= Given data =
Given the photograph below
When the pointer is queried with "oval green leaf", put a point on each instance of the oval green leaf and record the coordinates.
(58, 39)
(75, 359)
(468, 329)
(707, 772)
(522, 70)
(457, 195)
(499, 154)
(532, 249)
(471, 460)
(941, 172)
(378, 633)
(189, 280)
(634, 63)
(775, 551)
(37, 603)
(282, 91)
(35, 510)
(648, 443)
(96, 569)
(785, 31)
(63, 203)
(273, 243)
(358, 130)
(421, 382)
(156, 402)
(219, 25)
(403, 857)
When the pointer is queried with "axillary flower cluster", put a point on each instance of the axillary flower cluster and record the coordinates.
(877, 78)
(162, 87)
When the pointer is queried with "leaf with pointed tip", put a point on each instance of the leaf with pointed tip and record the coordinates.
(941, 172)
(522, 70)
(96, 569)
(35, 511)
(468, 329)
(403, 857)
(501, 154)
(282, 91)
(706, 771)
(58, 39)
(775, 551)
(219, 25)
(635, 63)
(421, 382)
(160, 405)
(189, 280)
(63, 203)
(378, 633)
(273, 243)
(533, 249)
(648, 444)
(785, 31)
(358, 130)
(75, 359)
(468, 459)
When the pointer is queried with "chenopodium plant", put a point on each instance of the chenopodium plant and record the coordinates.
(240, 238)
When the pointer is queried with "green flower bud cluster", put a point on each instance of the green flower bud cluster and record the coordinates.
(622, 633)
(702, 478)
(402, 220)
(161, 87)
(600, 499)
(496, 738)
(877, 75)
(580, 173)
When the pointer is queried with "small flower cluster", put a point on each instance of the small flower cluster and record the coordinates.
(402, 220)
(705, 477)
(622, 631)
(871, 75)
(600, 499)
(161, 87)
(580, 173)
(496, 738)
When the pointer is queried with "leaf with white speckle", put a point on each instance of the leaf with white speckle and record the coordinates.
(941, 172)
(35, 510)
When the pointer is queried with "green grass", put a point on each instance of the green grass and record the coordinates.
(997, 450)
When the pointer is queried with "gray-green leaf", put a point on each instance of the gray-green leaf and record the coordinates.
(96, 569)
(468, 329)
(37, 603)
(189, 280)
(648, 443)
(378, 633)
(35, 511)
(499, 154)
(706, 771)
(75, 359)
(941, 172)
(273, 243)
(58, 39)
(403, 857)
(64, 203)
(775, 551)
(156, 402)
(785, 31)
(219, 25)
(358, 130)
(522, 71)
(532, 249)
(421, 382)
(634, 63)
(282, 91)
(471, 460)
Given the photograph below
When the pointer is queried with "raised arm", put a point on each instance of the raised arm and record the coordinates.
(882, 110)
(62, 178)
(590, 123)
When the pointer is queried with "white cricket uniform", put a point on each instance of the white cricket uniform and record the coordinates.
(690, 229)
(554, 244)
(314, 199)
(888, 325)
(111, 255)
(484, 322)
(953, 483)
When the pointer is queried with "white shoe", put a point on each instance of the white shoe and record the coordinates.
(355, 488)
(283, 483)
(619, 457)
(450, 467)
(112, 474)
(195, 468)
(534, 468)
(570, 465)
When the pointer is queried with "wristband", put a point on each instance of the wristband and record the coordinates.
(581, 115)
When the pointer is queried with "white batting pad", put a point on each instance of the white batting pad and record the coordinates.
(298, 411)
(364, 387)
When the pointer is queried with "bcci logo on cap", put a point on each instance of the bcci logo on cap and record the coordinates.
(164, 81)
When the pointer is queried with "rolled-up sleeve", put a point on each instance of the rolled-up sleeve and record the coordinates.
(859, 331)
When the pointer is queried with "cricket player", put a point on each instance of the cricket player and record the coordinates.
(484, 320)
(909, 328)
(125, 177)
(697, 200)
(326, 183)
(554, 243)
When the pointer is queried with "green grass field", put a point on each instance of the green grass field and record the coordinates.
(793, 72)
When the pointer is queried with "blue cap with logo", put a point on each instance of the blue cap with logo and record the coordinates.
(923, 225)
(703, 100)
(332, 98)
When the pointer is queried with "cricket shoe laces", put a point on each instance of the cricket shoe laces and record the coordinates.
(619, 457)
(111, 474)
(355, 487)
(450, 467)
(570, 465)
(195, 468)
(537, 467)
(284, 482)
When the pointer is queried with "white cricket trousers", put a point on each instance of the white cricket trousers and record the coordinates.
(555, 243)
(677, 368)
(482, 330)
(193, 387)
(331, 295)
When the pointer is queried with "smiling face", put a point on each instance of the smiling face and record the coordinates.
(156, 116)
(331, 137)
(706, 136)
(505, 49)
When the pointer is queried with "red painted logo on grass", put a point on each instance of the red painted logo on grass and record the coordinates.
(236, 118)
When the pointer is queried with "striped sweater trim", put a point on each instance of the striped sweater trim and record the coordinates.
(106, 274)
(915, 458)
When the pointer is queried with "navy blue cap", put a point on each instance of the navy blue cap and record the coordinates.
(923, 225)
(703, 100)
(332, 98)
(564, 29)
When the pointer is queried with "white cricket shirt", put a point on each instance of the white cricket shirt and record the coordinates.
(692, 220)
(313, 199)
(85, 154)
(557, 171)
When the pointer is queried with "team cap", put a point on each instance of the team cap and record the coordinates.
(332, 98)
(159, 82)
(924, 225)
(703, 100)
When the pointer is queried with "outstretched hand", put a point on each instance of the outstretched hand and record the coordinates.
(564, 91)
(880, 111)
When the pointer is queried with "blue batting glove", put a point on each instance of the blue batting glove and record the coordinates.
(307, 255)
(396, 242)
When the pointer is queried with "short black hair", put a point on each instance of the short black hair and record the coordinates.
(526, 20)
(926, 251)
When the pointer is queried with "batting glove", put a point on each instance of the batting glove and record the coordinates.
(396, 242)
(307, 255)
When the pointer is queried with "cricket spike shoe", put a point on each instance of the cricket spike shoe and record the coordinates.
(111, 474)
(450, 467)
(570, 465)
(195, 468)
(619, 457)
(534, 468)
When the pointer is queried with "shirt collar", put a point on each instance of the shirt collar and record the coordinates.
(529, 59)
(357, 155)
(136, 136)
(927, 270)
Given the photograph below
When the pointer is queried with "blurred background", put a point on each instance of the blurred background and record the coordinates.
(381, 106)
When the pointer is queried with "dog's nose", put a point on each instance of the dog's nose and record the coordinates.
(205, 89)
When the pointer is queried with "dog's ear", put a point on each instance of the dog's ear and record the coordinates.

= What you will do =
Return the line that contains "blue batting glove and record the coordinates." and all lines after it, verbatim, and nothing else.

= Exercise response =
When the pointer is queried with "blue batting glove", put a point on each instance of the blue batting glove and record the coordinates.
(307, 255)
(396, 242)
When the pointer is queried with "short black hair", put a point on each instance of the short black hair and record the coordinates.
(526, 20)
(926, 251)
When the pointer is queried with "batting glove", put a point on each instance of the batting glove and record the coordinates.
(396, 242)
(307, 255)
When the pointer is queried with "cricket spike shoe", put a point on each instance of the cricket spike shoe and record the coordinates.
(111, 474)
(450, 467)
(570, 465)
(195, 468)
(619, 457)
(534, 468)
When the pointer is queried with "shirt collar", put a point on each instance of the shirt collar and record the coordinates.
(529, 59)
(357, 155)
(136, 136)
(927, 270)
Given the photograph below
When the pointer is queried with "blurred background", put a point on each instance of the blurred background and record the coordinates.
(381, 106)
When the pointer is queried with "dog's nose", put a point on each instance of the dog's nose and record the coordinates.
(205, 89)
When the pointer is queried with "dog's ear", put a point on each instance of the dog's ear and record the coordinates.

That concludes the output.